CONSIGNE:
Dans l'extrait sur la couleur des sites web, relevez les noms de tous les auteurs cités en référence.

EXTRAIT:

Chez l’homme, 90 % des informations sont transmises par la vue. Dans le monde de l’immobilier, l’acte d’achat est déterminé (et déterminant), dans les 90 premières secondes. Le coup de cœur est immédiat… ou n’est pas. Or la couleur s’impose comme un élément essentiel de l’interface d’un site web. Son attrait visuel étant évalué en 50 ms (1/20 seconde), les concepteurs de sites web ont environ 50 ms pour faire une bonne première impression (Lindgaard, Fernandes, Dudek et Brown, 2006). Mais son importance se prolonge-t-elle dans la durée ? À quoi sont dus ces jugements esthétiques ? En quoi le visuel touche-t-il l’émotionnel ?

La couleur, simple effet d’exposition ou habitude de certaines couleurs ? – En élargissant aux applications et aux réseaux sociaux, aux programmes, infographies et autres contenus lus à l’écran, étant donné le temps passé dans la journée sur ces interfaces, il est aisé de comprendre l’importance de procurer une bonne première impression aux visiteurs, lecteurs et autres consommateurs. Mais est-ce que ces jugements esthétiques constituent un simple effet d’exposition, où l’on accorde une évaluation positive à des personnes que l’on voit régulièrement, des mélodies que l’on connaît, des marques commerciales, des couleurs auxquelles on s’habitue, ou est-ce que ces jugements esthétiques reflètent plutôt notre inconscient et ce qui nous plaît vraiment ?

DONNÉES FOURNIES:
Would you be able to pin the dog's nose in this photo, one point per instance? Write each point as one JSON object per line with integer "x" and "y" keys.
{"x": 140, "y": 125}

RÉPONSE:
Lindgaard, Fernandes, Dudek, Brown